### WHAT YOU NEED TO DO
Scan the lines below; pull out those with "before".

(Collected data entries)
============
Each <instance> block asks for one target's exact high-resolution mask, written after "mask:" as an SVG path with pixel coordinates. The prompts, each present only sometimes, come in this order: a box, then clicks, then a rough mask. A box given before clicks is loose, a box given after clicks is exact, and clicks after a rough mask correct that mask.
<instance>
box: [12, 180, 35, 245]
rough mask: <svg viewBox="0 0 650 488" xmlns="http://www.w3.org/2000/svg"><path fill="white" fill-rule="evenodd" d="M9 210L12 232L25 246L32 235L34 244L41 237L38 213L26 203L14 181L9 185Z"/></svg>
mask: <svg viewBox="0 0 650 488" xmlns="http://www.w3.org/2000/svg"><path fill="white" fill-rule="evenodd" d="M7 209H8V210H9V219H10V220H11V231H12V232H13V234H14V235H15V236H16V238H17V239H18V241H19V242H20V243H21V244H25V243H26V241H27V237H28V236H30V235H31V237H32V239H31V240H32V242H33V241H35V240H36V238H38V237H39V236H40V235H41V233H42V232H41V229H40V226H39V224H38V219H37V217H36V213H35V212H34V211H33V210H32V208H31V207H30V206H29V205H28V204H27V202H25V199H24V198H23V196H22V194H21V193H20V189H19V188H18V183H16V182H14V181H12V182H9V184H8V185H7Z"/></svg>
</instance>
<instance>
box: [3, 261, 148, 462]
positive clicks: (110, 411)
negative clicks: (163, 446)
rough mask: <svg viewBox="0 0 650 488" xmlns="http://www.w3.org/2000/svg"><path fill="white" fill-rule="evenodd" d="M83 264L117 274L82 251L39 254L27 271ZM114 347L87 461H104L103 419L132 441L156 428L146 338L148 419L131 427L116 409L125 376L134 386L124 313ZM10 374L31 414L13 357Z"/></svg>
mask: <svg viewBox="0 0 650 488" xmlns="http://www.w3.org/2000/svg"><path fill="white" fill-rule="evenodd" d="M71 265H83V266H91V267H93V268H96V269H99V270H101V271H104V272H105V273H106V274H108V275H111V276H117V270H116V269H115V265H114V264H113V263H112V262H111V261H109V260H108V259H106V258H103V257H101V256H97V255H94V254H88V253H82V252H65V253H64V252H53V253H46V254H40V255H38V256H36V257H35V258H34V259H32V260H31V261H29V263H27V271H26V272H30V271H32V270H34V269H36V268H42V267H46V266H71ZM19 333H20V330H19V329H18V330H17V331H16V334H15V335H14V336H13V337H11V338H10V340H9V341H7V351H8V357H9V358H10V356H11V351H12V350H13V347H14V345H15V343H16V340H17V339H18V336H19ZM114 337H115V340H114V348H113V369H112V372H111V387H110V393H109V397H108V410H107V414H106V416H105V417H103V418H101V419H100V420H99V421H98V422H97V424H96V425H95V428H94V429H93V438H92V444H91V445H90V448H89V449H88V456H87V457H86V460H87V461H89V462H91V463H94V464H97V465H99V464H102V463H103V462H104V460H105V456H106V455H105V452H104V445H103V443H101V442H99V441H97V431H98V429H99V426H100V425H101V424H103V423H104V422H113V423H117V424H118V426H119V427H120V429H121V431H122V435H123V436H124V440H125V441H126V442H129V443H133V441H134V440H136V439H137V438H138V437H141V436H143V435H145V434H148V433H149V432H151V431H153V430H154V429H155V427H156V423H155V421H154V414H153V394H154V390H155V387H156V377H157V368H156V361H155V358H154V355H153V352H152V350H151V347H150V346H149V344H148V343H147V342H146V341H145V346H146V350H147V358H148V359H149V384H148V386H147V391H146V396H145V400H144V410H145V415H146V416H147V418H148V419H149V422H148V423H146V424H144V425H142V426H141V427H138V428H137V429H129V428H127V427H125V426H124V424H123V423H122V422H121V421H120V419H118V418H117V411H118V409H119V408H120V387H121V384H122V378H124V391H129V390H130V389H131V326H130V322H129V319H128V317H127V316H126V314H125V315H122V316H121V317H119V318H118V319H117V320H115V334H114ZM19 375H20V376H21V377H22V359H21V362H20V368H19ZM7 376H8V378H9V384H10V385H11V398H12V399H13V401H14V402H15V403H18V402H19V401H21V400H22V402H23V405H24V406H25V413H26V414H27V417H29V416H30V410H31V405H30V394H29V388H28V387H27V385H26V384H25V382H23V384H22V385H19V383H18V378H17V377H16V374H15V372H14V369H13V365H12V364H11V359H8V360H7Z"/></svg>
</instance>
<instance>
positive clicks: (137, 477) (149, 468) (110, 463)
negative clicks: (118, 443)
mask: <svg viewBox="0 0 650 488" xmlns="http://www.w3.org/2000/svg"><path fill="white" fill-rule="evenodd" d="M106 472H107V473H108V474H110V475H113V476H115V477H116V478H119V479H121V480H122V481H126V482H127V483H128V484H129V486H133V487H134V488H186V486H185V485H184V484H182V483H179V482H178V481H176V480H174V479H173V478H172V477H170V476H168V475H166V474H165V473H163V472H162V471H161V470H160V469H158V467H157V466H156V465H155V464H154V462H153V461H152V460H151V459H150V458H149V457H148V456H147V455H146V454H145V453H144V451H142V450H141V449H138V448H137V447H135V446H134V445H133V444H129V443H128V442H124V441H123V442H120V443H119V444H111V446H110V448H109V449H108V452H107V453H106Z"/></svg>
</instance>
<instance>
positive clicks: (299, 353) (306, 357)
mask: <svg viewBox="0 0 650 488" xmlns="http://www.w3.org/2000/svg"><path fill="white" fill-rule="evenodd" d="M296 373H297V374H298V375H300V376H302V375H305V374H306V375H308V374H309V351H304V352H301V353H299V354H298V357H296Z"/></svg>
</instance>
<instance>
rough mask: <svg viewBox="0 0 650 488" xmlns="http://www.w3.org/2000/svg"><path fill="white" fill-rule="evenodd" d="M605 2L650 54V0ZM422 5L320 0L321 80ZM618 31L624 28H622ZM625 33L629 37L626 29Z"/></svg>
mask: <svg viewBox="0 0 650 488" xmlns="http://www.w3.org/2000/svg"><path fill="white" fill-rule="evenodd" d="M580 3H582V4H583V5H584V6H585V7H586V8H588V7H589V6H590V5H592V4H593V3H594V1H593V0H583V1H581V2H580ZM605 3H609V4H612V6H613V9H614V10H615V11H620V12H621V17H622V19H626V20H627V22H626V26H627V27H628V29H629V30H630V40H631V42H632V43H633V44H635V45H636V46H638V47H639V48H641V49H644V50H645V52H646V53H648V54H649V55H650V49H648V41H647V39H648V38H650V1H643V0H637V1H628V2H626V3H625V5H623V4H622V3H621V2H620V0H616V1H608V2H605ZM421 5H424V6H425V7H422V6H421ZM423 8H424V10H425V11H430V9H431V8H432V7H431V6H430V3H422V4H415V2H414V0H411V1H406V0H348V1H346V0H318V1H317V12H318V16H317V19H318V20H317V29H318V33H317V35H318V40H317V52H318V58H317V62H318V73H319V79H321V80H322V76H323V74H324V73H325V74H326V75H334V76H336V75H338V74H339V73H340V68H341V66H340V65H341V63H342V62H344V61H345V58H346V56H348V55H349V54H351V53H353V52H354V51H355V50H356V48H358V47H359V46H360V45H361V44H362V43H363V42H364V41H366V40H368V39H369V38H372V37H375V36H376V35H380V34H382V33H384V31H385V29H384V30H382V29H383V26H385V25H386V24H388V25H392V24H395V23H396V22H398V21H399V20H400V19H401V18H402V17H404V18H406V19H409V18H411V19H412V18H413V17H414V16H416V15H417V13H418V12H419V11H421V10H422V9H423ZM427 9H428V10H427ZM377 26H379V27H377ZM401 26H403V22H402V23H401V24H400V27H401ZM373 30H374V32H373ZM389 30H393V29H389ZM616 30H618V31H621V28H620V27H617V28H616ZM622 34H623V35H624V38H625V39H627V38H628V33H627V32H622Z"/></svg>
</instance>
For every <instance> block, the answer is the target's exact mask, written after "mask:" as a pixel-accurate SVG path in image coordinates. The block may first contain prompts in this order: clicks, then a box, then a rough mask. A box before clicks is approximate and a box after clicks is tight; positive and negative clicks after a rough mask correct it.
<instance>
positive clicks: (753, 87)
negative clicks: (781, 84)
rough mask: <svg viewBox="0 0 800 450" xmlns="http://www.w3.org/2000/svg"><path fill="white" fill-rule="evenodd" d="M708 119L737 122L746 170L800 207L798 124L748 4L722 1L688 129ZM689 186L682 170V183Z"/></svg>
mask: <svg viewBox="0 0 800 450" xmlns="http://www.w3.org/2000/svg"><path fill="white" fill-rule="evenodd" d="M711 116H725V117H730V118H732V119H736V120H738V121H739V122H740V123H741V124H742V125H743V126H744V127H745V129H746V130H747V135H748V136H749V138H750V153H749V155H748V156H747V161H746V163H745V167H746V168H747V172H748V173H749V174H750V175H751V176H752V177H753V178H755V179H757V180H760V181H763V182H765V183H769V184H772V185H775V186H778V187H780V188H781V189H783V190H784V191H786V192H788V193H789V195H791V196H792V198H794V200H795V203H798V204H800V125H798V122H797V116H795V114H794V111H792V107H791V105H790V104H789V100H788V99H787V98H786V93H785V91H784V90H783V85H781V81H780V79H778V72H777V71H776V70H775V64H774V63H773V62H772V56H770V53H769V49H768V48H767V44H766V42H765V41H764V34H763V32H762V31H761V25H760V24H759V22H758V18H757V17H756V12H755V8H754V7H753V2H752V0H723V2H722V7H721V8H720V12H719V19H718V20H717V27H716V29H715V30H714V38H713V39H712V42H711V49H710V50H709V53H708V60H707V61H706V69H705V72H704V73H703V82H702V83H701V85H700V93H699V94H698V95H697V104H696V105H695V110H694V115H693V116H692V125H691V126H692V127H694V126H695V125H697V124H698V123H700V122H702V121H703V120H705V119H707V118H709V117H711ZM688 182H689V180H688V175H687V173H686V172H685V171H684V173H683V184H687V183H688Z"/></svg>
============
### YOUR SOLUTION
Each <instance> block asks for one target's exact high-resolution mask, written after "mask:" as an SVG path with pixel coordinates. The prompts, each present only sometimes, come in this order: a box, then clicks, then a rough mask. A box given before clicks is loose, a box given after clicks is exact, and clicks after a rough mask correct that mask.
For every <instance> block, the answer is the target's exact mask, written after "mask:" as a pixel-accurate SVG path in image coordinates. The block may first contain prompts in this order: clicks, then a box, then a rough mask. A box before clicks is approximate and a box after clicks is tight; positive and negative clicks after a rough mask correct it.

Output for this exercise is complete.